Segmentation labeling rows:
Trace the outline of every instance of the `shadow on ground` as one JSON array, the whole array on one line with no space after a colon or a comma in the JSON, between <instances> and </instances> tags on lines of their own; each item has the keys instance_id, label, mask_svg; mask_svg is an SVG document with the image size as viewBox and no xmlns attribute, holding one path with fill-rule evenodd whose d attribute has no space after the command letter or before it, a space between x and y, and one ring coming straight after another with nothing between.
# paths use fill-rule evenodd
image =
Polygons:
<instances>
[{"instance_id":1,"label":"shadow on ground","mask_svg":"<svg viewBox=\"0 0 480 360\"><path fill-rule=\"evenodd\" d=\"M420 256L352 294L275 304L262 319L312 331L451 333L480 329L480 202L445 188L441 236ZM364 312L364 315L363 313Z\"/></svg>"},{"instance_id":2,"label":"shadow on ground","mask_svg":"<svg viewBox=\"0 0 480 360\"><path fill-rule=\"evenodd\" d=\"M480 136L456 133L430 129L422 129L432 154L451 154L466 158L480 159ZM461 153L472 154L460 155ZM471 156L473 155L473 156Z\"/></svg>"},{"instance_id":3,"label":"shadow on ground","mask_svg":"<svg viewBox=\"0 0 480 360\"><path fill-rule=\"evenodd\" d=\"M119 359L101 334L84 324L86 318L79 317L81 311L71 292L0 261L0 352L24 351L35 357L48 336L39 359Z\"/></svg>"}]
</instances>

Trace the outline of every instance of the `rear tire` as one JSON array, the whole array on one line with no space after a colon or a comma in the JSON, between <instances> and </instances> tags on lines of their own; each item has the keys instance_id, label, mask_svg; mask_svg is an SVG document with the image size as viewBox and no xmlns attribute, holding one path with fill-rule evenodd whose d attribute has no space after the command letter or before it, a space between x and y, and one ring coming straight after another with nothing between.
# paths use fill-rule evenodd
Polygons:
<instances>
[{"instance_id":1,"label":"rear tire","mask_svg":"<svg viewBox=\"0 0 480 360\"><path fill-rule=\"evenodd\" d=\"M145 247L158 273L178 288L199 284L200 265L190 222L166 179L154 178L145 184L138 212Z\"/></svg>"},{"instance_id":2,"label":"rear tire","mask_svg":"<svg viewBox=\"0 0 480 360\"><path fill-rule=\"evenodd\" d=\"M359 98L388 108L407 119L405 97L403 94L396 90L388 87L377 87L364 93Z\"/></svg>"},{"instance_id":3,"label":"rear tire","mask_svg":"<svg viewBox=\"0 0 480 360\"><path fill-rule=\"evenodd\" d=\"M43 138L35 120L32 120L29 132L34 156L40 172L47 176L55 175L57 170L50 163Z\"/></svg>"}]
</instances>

> _What the exercise asks_
Extract every line of the rows above that contains the string "lines".

> _Final answer_
Trace the outline of every instance of the `shadow on ground` as one JSON array, the whole array on one line with no space after a colon or a comma in the JSON, between <instances> and </instances> tags on lines of their own; each item has the keys instance_id, label, mask_svg; mask_svg is an SVG document with the image size as viewBox and no xmlns attribute, holding one path with fill-rule evenodd whose d attribute has no space after the command letter or before it, a space between x and y, and one ring coming straight after another with nothing between.
Trace the outline of every instance of the `rear tire` as one JSON array, the whole array on one line with no space after a colon or a comma in the JSON, between <instances> and </instances> tags on lines of their own; each item has the keys instance_id, label, mask_svg; mask_svg is an SVG document with the image size as viewBox and no xmlns attribute, holding one path with fill-rule evenodd whose d attribute has no space after the command letter or before it, a space between x and y, and one ring coming straight after another with nothing between.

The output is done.